◆ DATA UNDER STUDY
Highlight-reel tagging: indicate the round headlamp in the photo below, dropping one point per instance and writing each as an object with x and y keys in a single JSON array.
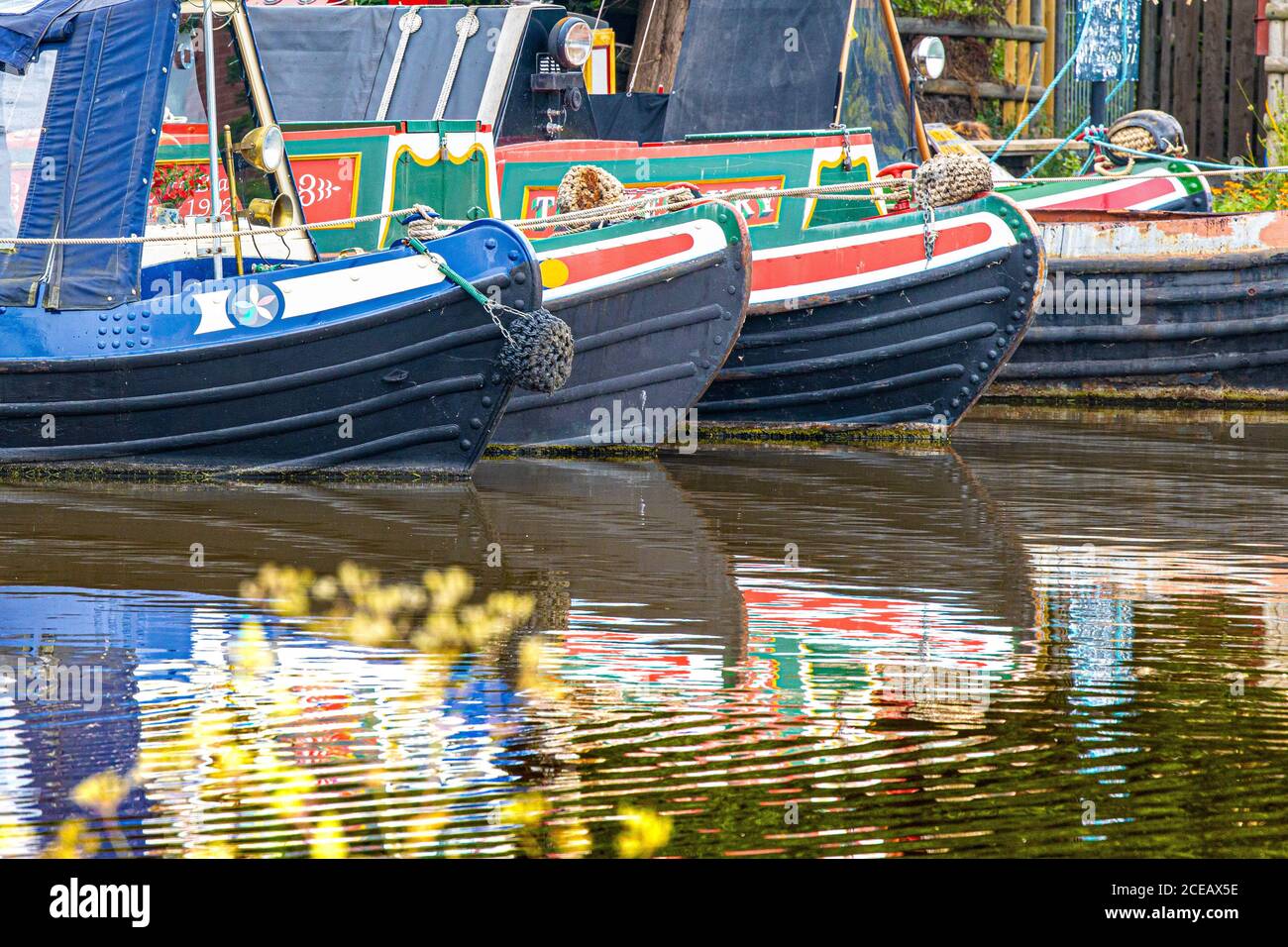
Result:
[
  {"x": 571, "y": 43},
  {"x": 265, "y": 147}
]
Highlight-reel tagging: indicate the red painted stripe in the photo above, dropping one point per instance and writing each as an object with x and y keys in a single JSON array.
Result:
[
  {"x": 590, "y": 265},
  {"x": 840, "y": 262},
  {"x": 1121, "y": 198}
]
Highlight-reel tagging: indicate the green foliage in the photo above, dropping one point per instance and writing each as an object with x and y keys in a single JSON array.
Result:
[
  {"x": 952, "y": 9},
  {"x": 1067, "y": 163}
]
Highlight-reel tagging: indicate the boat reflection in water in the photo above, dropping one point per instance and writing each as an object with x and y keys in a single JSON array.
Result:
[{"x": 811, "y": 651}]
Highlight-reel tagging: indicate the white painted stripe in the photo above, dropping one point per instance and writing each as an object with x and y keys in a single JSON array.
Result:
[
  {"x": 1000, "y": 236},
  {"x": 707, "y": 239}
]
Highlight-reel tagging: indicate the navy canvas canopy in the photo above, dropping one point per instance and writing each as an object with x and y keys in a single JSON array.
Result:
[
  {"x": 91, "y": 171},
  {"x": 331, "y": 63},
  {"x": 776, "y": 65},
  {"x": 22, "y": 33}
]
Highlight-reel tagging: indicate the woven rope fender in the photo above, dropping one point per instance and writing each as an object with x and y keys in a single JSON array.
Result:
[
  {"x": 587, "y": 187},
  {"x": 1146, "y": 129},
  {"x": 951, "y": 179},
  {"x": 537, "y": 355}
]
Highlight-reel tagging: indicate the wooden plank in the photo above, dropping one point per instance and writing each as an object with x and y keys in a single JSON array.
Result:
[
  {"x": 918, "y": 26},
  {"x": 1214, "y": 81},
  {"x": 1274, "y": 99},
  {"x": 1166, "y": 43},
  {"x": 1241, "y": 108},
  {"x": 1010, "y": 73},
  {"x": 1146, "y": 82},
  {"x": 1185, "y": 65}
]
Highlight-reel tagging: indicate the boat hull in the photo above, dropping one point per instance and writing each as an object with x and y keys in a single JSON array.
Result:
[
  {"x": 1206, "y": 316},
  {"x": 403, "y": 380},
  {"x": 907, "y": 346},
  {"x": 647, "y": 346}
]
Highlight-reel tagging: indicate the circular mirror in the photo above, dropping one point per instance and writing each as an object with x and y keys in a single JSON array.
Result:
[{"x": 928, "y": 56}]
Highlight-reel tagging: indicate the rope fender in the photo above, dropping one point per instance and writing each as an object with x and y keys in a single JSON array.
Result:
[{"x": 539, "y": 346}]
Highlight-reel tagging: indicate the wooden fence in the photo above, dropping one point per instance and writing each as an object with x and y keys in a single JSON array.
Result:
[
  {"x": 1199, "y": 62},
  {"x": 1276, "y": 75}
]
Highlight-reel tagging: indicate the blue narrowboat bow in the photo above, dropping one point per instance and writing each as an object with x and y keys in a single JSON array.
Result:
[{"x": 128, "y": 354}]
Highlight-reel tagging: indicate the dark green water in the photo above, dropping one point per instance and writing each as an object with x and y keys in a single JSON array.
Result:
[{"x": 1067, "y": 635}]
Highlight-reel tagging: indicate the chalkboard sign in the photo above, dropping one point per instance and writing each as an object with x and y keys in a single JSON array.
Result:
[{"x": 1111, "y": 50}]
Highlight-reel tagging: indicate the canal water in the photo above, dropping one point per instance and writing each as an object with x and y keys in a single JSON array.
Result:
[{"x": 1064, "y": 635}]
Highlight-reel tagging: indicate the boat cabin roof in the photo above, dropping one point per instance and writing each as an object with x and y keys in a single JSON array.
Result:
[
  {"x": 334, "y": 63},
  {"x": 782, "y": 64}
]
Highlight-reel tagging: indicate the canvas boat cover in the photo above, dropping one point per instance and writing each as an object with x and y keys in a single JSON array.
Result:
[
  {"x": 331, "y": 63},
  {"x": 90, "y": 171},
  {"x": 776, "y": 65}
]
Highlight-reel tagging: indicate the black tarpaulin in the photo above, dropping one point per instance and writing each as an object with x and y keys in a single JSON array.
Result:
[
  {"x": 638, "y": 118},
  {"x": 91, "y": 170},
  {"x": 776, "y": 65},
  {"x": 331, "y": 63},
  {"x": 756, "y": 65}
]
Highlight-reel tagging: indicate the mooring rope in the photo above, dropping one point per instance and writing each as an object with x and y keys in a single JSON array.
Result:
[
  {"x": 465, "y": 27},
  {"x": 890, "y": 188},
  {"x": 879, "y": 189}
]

◆ EXERCISE DETAILS
Only one number is wanted: how many lines of the data above include the word "fender".

◆ EXERCISE ANSWER
2